• **Aim**: Every line from the one with "Task: indicate one point on every instance of the car door" through the end of the records below should be restated word for word, and nothing outside that span.

• **Materials provided**:
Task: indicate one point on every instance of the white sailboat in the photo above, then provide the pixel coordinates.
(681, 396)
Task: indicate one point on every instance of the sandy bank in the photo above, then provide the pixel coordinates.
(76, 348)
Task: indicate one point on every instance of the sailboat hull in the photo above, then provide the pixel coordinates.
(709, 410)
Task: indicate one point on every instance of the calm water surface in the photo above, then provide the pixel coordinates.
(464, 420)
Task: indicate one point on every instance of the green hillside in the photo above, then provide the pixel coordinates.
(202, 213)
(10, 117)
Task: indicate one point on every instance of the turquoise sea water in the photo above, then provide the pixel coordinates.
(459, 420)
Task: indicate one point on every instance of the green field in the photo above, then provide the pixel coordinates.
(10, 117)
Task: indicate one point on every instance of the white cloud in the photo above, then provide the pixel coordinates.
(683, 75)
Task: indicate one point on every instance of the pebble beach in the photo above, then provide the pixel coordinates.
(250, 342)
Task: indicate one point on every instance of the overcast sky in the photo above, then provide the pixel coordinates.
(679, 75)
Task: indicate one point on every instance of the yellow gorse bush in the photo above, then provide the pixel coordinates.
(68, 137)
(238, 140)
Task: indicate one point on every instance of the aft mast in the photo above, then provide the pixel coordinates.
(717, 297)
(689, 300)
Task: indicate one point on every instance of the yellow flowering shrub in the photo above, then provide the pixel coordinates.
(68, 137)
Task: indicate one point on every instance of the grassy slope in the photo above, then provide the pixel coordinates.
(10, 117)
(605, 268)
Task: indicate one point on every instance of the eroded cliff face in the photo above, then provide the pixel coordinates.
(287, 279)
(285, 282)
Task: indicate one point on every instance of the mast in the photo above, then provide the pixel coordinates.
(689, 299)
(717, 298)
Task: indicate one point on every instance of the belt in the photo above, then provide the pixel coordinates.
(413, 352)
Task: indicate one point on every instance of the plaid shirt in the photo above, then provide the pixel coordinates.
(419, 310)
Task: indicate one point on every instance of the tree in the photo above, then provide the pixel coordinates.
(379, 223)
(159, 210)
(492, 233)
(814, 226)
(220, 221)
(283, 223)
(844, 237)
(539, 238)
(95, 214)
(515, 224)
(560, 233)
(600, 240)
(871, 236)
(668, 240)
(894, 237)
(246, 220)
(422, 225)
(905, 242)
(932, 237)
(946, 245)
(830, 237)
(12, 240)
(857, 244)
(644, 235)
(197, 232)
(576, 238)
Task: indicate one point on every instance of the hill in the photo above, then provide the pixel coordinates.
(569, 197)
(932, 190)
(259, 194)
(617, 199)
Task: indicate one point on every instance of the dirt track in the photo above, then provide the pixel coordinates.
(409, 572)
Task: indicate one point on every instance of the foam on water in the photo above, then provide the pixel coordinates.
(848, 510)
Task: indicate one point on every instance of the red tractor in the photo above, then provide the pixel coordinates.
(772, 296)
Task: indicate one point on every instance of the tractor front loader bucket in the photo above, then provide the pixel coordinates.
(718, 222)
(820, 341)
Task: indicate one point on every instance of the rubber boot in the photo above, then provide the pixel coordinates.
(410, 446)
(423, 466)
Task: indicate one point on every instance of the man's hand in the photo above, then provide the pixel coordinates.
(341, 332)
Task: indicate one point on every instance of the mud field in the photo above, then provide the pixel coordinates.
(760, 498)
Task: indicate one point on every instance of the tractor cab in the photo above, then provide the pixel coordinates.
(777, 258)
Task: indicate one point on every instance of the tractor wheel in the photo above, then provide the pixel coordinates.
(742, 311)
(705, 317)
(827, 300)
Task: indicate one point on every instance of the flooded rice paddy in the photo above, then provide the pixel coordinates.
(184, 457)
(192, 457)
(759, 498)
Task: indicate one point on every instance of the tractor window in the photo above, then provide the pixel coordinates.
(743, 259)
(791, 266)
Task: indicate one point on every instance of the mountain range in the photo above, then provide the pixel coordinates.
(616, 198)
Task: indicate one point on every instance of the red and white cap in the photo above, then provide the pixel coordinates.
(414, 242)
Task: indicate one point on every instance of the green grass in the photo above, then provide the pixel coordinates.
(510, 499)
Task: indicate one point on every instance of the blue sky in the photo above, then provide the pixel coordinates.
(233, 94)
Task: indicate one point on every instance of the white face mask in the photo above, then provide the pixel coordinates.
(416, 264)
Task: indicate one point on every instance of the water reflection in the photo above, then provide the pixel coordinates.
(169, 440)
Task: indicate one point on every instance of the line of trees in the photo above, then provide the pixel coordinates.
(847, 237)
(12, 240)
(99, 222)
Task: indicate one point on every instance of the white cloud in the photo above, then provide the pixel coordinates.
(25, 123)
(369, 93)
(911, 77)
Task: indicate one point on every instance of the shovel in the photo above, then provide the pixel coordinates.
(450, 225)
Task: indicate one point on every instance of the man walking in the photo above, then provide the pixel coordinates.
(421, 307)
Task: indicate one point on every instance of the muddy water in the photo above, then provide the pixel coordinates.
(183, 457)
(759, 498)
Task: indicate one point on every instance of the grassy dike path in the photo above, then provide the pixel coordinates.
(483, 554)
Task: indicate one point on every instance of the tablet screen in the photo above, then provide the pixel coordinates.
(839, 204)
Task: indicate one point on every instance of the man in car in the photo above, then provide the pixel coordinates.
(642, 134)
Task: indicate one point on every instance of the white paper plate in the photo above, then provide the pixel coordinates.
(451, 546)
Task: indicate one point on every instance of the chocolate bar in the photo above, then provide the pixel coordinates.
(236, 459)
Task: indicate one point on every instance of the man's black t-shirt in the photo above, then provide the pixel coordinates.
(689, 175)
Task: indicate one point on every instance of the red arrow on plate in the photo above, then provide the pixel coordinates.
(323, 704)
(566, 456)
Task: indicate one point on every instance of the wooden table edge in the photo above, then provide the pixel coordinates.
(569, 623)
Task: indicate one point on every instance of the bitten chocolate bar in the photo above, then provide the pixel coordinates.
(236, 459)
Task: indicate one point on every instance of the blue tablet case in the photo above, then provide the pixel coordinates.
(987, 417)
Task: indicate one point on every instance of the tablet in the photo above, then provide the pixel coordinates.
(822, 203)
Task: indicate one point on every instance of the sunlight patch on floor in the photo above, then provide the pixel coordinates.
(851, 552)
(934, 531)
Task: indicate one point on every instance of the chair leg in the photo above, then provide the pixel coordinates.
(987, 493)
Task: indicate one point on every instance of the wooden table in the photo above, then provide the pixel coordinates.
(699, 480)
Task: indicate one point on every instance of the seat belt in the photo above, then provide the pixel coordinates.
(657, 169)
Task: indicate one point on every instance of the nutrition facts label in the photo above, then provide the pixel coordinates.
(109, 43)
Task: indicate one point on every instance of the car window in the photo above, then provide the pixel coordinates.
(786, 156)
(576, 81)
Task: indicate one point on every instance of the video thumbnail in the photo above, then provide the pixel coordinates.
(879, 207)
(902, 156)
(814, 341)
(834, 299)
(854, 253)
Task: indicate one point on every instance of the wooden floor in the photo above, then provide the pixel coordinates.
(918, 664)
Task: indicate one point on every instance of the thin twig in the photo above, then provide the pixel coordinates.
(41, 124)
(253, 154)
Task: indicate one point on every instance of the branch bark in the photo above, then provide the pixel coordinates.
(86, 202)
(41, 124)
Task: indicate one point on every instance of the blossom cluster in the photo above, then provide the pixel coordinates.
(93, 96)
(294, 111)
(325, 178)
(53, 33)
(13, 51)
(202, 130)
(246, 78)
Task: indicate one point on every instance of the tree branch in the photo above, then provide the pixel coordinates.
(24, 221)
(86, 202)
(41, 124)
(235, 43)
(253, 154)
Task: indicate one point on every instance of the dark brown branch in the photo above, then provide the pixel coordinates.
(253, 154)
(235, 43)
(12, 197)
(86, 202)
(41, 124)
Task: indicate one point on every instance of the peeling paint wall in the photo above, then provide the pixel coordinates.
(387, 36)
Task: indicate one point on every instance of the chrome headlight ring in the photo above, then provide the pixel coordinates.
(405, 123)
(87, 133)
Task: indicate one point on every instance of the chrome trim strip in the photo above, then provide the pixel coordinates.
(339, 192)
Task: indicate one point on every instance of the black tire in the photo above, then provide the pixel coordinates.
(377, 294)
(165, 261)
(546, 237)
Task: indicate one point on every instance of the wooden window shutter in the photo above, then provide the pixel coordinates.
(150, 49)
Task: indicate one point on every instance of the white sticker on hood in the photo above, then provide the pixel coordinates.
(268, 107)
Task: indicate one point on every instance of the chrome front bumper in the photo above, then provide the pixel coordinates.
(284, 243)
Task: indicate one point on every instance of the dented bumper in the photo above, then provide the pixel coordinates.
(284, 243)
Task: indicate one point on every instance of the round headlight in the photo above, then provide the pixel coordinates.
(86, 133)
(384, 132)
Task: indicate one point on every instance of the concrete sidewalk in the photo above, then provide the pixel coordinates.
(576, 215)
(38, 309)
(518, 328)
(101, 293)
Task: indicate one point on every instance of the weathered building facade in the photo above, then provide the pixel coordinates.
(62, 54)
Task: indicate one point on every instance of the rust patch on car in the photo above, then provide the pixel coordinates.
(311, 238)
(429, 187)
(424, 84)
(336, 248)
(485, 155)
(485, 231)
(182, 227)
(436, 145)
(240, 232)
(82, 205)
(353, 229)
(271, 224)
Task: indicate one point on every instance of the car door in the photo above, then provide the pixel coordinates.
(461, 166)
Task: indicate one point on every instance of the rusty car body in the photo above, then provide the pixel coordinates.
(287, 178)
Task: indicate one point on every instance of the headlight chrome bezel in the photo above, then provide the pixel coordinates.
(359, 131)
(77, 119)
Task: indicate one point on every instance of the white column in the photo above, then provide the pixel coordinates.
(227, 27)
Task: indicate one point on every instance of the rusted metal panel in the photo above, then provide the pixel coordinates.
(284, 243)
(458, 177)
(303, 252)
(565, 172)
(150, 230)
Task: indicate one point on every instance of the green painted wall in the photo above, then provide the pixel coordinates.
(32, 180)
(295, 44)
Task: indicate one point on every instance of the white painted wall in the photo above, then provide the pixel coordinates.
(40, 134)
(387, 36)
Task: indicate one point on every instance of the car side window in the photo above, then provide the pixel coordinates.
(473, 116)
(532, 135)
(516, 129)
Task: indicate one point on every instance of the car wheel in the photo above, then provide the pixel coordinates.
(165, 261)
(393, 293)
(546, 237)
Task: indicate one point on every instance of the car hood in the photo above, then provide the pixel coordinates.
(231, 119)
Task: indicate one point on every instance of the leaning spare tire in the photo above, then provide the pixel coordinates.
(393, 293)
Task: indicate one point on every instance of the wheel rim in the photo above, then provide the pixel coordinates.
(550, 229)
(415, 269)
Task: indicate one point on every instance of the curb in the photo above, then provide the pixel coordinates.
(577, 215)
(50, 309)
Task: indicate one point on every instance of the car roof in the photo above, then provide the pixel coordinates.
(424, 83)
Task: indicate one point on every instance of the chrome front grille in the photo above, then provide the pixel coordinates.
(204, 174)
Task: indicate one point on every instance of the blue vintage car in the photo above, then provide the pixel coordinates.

• **Output of the exercise**:
Task: indicate one point on every instance of the car door in the photo above, then provide the pixel coordinates.
(461, 166)
Task: indicate one point on every instance of the rusty car body in the photo above, then provide the pixel coordinates.
(287, 178)
Task: indicate one point on every instance of the headlight chrome bezel in the photo above, then provide the pixel coordinates.
(359, 131)
(77, 119)
Task: indicate one point on every instance of the white column in the photo above, then provide the pixel coordinates.
(227, 27)
Task: indicate one point on every instance of the rusted metal panel in the photo above, then provide the pixel coordinates.
(284, 243)
(458, 177)
(303, 252)
(565, 172)
(150, 230)
Task: indicate one point on every instance of the green painted wall in the photo above, then provide the pixel coordinates.
(32, 180)
(295, 44)
Task: indicate one point on every instance of the white painted wall in the photo above, then provide the pixel coordinates.
(40, 134)
(387, 36)
Task: indicate one point on every instance of the car side window in the photo above, then provide the pixel coordinates.
(473, 116)
(532, 135)
(516, 129)
Task: indicate one point on every instance of the car wheel in the photo above, then provide the pixel coordinates.
(165, 261)
(393, 293)
(546, 237)
Task: indicate one point on every instance of the car hood in the photo above, then provide the pixel coordinates.
(231, 119)
Task: indicate one point on every instance of the leaning spare tire in the photo above, then provide the pixel coordinates.
(393, 293)
Task: indicate one point on every instance of the wheel rim in the photo above, then provide the pixel coordinates.
(550, 229)
(415, 269)
Task: indicate one point on every instance of the curb in the photo above, then provide the pixel coordinates.
(577, 215)
(50, 309)
Task: indicate one point on every instance of the car roof in the photo above, then provide the pixel coordinates.
(424, 83)
Task: indicate one point on every instance of the chrome front grille in the photo above, then provide the pixel coordinates.
(204, 174)
Task: indicate one point on every instance of the blue vintage car in the photo above, then provide the pixel coordinates.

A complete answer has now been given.